● **Written task 1**
Print the part of the S.H.I.E.L.D. passage that begins at the words "Throughout its existence, S.H.I.E.L.D." and ends after the words "on active duty.".

● **Passage**
============

Most of S.H.I.E.L.D.'s agents are normal humans. S.H.I.E.L.D. does employ some superhumans, including in its Psi-Division, composed of telepathic agents who deal with like menaces. S.H.I.E.L.D. also obtains help from independent heroes when their special abilities are needed. It has also accepted some superheroes and supervillains as members, but not in a separate unit.

Its headquarters is the Helicarrier, a massive flying aircraft carrier kept airborne at all times and, among other things, containing a squadron of jet fighters and housing an intercontinental ballistic missile (ICBM). In addition, S.H.I.E.L.D. maintains strong ties to the superhero community, especially Captain America, the Avengers, and the Fantastic Four, and often calls upon that community for aid on particular missions.

In the 2000s, depictions of S.H.I.E.L.D. imply a hierarchy of security clearance levels used either in place of or alongside, the previously described rank structure. The security-clearance hierarchy operates on a scale ranging from "Level One", the lowest, to "Level Ten", described by Maria Hill, executive director at the time, as the highest security clearance anyone of any government can have. Hill's own clearance, cited in the New Avengers ongoing series, was Level Eight.

===Prominent members===

Throughout its existence, S.H.I.E.L.D. has been most prominently led by Nick Fury, with Maria Hill succeeding him in mid-2000s stories. She voluntarily stepped down in a 2007 story, becoming deputy director to Tony Stark. Other historically prominent members, who have appeared from the earliest stories to the modern-day, include Thaddeus "Dum Dum" Dugan and Gabriel "Gabe" Jones, both veterans of Fury's World War II Howling Commandos, though their youthful longevity has not, unlike Fury's, been explained in Marvel continuity; Contessa Valentina Allegra de la Fontaine; Clay Quartermain (Agent 9); Jasper Sitwell (Agent 12); and Sharon Carter (Agent 13), all introduced in the 1960s; and Jimmy Woo, introduced in the 1950s comic Yellow Claw and reintroduced in the '60s.

Prior to the events of the Civil War, Captain America estimated there to be 3,000 agents on active duty.

===Bases of operation===
Although the various Helicarriers built over the years have long been considered S.H.I.E.L.D.'s primary mobile home base, the Directorate also maintains a number of land bases throughout the world, most notably "S.H.I.E.L.D. Central" in New York City. While some of these bases are publicly accessible on a limited basis, most are not publicly disclosed for reasons of planetary security. There are several fully equipped S.H.I.E.L.D. fall-out shelters scattered around the world, with twenty-eight of these being known only to Nick Fury. During the events of Civil War, Nick Fury was hiding in an American-based shelter. He also divulged the location of one to Captain America, so the Resistance to the Superhuman Registration Act could use it as a safe house.

============

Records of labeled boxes
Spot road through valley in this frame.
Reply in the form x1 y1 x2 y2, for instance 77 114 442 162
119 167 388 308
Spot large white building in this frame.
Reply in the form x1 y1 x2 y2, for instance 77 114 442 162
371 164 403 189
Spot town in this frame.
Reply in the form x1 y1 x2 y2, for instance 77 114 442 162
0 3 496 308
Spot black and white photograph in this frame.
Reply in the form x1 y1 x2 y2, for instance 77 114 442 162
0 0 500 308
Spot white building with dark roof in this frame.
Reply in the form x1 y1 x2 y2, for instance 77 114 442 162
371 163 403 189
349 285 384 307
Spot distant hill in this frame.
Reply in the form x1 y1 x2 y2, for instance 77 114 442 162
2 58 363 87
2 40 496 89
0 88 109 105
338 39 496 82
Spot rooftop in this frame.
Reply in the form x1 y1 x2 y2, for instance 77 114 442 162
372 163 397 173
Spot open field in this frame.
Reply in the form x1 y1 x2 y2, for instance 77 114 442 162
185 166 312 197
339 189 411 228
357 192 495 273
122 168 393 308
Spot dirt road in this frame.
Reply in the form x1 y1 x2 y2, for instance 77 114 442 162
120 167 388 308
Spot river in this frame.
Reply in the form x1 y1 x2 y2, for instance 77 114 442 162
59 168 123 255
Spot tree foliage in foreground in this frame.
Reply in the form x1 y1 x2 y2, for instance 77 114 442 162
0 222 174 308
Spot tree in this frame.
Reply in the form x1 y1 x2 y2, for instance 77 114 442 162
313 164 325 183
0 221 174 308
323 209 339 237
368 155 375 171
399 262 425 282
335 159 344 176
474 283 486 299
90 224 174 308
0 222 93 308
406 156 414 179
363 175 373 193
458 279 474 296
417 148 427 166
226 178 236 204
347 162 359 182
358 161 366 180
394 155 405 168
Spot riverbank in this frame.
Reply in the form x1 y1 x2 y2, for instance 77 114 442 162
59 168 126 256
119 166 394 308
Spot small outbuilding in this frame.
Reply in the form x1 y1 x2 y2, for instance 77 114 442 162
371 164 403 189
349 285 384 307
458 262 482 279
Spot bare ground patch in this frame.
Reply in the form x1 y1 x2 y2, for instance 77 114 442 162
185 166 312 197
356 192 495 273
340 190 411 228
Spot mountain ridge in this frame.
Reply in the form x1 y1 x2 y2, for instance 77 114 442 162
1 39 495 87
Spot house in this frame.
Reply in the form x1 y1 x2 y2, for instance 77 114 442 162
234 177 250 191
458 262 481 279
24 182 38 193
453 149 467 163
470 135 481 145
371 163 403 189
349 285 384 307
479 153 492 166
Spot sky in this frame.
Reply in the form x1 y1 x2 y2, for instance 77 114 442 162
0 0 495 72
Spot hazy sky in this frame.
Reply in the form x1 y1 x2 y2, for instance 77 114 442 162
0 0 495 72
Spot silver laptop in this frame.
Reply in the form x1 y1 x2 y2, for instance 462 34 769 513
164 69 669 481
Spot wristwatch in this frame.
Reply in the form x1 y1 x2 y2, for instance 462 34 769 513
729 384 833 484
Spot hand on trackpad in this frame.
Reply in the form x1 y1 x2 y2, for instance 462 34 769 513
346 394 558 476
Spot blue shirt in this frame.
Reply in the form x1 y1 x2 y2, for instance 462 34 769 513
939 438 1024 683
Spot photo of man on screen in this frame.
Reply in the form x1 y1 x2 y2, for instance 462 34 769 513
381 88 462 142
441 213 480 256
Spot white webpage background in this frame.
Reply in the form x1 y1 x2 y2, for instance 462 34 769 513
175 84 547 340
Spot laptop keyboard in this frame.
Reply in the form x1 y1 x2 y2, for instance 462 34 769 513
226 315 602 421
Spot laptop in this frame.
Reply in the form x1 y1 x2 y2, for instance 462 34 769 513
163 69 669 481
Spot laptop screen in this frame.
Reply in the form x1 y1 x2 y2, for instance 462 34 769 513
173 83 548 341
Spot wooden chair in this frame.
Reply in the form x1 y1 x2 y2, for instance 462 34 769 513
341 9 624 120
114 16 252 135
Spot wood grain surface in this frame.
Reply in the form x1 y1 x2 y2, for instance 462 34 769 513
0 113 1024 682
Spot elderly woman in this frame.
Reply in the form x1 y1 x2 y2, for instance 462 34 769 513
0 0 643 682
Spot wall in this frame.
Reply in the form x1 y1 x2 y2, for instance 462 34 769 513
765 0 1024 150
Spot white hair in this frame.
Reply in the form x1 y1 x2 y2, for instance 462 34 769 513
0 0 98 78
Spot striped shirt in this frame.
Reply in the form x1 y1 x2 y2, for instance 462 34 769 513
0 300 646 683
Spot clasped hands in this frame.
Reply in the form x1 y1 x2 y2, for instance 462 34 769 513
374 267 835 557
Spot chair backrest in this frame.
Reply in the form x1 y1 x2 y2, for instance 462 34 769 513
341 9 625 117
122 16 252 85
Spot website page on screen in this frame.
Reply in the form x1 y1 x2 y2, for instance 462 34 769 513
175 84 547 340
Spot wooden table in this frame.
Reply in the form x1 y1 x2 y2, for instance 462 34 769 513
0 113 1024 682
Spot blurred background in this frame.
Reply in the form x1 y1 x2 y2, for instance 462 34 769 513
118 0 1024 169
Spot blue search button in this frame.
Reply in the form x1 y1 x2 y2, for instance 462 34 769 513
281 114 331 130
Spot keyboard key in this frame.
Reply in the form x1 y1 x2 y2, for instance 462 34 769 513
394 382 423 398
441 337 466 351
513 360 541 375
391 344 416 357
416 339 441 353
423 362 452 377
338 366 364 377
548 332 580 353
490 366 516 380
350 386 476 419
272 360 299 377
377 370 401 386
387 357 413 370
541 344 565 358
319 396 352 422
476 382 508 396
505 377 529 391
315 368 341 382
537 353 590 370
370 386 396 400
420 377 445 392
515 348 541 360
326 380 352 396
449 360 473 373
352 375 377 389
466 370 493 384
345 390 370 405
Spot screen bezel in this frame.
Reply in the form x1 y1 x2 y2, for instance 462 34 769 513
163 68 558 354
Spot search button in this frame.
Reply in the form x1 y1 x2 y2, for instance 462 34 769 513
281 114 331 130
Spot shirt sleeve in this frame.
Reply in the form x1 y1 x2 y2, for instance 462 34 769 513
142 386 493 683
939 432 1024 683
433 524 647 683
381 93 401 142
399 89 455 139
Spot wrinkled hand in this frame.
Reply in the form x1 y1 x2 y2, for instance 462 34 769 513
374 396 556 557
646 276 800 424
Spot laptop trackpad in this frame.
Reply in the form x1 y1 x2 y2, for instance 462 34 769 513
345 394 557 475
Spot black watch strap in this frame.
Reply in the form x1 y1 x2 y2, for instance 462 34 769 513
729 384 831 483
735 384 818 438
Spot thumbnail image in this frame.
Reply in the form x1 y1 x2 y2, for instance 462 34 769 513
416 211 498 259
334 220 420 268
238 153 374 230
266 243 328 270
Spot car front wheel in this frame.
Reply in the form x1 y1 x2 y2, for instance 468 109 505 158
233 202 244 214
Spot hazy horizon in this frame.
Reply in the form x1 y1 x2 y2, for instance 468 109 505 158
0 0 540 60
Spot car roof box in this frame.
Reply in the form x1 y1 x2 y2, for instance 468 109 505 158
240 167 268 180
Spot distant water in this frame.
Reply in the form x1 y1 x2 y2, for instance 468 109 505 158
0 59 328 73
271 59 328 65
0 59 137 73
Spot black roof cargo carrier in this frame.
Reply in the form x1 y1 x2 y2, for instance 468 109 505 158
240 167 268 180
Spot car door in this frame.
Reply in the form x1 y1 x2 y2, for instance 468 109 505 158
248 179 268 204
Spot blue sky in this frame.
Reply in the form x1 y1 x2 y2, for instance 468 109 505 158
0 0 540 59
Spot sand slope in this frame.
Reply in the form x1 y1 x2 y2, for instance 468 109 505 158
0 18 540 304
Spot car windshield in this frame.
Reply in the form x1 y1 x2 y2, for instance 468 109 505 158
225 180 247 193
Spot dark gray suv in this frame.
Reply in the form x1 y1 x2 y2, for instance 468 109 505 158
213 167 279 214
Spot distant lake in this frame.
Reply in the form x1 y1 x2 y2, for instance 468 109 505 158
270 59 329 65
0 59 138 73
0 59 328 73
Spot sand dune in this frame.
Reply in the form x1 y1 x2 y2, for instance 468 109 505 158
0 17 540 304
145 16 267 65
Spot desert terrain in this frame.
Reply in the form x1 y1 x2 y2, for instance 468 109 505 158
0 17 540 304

============

● **Written task 2**
Please render the lines of the records as a JSON list of strings, one string per line with blank lines omitted. Begin with the line that contains "Spot bare ground patch in this frame." and stop after the line that contains "346 394 558 476", including both.

● **Correct result 1**
Throughout its existence, S.H.I.E.L.D. has been most prominently led by Nick Fury, with Maria Hill succeeding him in mid-2000s stories. She voluntarily stepped down in a 2007 story, becoming deputy director to Tony Stark. Other historically prominent members, who have appeared from the earliest stories to the modern-day, include Thaddeus "Dum Dum" Dugan and Gabriel "Gabe" Jones, both veterans of Fury's World War II Howling Commandos, though their youthful longevity has not, unlike Fury's, been explained in Marvel continuity; Contessa Valentina Allegra de la Fontaine; Clay Quartermain (Agent 9); Jasper Sitwell (Agent 12); and Sharon Carter (Agent 13), all introduced in the 1960s; and Jimmy Woo, introduced in the 1950s comic Yellow Claw and reintroduced in the '60s.

Prior to the events of the Civil War, Captain America estimated there to be 3,000 agents on active duty.

● **Correct result 2**
[
  "Spot bare ground patch in this frame.",
  "Reply in the form x1 y1 x2 y2, for instance 77 114 442 162",
  "185 166 312 197",
  "356 192 495 273",
  "340 190 411 228",
  "Spot mountain ridge in this frame.",
  "Reply in the form x1 y1 x2 y2, for instance 77 114 442 162",
  "1 39 495 87",
  "Spot house in this frame.",
  "Reply in the form x1 y1 x2 y2, for instance 77 114 442 162",
  "234 177 250 191",
  "458 262 481 279",
  "24 182 38 193",
  "453 149 467 163",
  "470 135 481 145",
  "371 163 403 189",
  "349 285 384 307",
  "479 153 492 166",
  "Spot sky in this frame.",
  "Reply in the form x1 y1 x2 y2, for instance 77 114 442 162",
  "0 0 495 72",
  "Spot hazy sky in this frame.",
  "Reply in the form x1 y1 x2 y2, for instance 77 114 442 162",
  "0 0 495 72",
  "Spot silver laptop in this frame.",
  "Reply in the form x1 y1 x2 y2, for instance 462 34 769 513",
  "164 69 669 481",
  "Spot wristwatch in this frame.",
  "Reply in the form x1 y1 x2 y2, for instance 462 34 769 513",
  "729 384 833 484",
  "Spot hand on trackpad in this frame.",
  "Reply in the form x1 y1 x2 y2, for instance 462 34 769 513",
  "346 394 558 476"
]